AUFGABE 1: Gib den Abschnitt der Rede wieder, beginnend bei „Zu meinem Vorredner, Kollegen“ und endend bei „Abgeordneten der ÖVP.)“. Ersetze darin „Kleingeld“ durch „Kapital“.
AUFGABE 2: Knüpfe an den letzten Satz der Rede an und führe sie weiter.

17.22

Abgeordneter Dr. Harald Troch (SPÖ): Herr Präsident! Sehr geehrte Damen und Herren! Ich bin froh, dass Kollegin Eva Maria Holzleitner diesen Antrag, den Ursprungs­antrag, eingebracht hat und Menschenrechtsverletzungen in der Türkei anspricht.

Zu meinem Vorredner, Kollegen Brandstätter, darf ich aber schon sagen: Ich finde es ein bisschen billig, hier innenpolitisches Kleingeld machen zu wollen. Es gibt eine ganze Reihe von gemeinsamen Anträgen mehrerer Parteien – zumindest von vier, wenn nicht von fünf Parteien –, in denen man sich ganz klar gegen den Krieg in der Ukraine aus­spricht, und das möchte ich noch einmal betonen. So zu tun, als ob Kollege Brandstätter oder NEOS die Einzigen wären, die hier das gelbblaue Fähnchen hochhalten, ist nicht richtig, denn so ist es überhaupt nicht. Es war der Wiener Bürgermeister, der rote Wiener Bürgermeister, der als Erster gesagt hat: So etwas wie Moria darf nicht wieder passieren. Selbstverständlich nehmen wir Flüchtlinge, Menschen, Frauen, Kinder aus der Ukraine auf. – Danke. (Beifall bei der SPÖ und bei Abgeordneten der ÖVP.)

Gespeicherte Einträge aus einer Sammlung
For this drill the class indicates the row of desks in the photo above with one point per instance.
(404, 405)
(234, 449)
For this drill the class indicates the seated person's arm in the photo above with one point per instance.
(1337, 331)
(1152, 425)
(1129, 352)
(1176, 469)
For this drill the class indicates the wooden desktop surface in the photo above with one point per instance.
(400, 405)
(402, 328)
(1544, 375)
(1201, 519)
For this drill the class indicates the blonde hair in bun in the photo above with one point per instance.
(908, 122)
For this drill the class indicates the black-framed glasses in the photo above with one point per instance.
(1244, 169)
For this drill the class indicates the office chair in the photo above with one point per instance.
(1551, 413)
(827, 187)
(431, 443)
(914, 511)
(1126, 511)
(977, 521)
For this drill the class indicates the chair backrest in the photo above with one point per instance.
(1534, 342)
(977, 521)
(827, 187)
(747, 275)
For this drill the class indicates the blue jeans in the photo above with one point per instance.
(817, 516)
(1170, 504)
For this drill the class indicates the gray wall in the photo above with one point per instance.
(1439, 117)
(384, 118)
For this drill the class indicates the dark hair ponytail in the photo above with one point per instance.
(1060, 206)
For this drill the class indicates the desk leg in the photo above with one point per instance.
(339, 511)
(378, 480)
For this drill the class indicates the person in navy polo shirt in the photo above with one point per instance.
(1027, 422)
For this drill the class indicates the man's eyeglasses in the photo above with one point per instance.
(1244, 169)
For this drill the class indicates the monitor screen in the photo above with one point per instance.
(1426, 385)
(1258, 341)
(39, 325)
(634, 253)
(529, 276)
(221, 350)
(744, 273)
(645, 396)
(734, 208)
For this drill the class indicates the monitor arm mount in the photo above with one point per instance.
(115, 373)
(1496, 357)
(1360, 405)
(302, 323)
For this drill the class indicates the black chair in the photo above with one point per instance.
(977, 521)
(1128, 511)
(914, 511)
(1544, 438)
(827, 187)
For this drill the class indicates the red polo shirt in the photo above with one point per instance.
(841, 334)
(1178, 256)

ANTWORT 1:
Zu meinem Vorredner, Kollegen Brandstätter, darf ich aber schon sagen: Ich finde es ein bisschen billig, hier innenpolitisches Kapital machen zu wollen. Es gibt eine ganze Reihe von gemeinsamen Anträgen mehrerer Parteien – zumindest von vier, wenn nicht von fünf Parteien –, in denen man sich ganz klar gegen den Krieg in der Ukraine aus­spricht, und das möchte ich noch einmal betonen. So zu tun, als ob Kollege Brandstätter oder NEOS die Einzigen wären, die hier das gelbblaue Fähnchen hochhalten, ist nicht richtig, denn so ist es überhaupt nicht. Es war der Wiener Bürgermeister, der rote Wiener Bürgermeister, der als Erster gesagt hat: So etwas wie Moria darf nicht wieder passieren. Selbstverständlich nehmen wir Flüchtlinge, Menschen, Frauen, Kinder aus der Ukraine auf. – Danke. (Beifall bei der SPÖ und bei Abgeordneten der ÖVP.)

ANTWORT 2:
Ich möchte aber nicht den Fehler begehen, wie Kollege Brandstätter, dass man das Thema Türkei hier völlig wegschiebt. Das ist genau der Punkt, dass man in so einer Situation, in der die Ukraine quasi die ganze Weltberichterstattung überlagert, auf manche Menschen, Freiheitskämpfer eben nicht vergisst, sondern ihnen sehr wohl hier das Forum gibt, auch für Menschenrechte in der Türkei einzutreten.

Wenn in der Türkei Antiterrorgesetze verwendet werden, um gegen Meinungsfreiheit, um gegen Menschenrechte vorzugehen, so ist das das System Erdoğan. Es beginnt bei einzelnen Minderheiten, richtet sich gegen Armenier, gegen Kurden, gegen Zyprioten, gegen Griechen, die zu Feindbildern werden. Der nächste Schritt ist dann die eigene Justiz – Journalisten, die Opposition, die Medien. Diese Feindbilder für die eigene Be­völkerung zu schaffen, ist das System Erdoğan.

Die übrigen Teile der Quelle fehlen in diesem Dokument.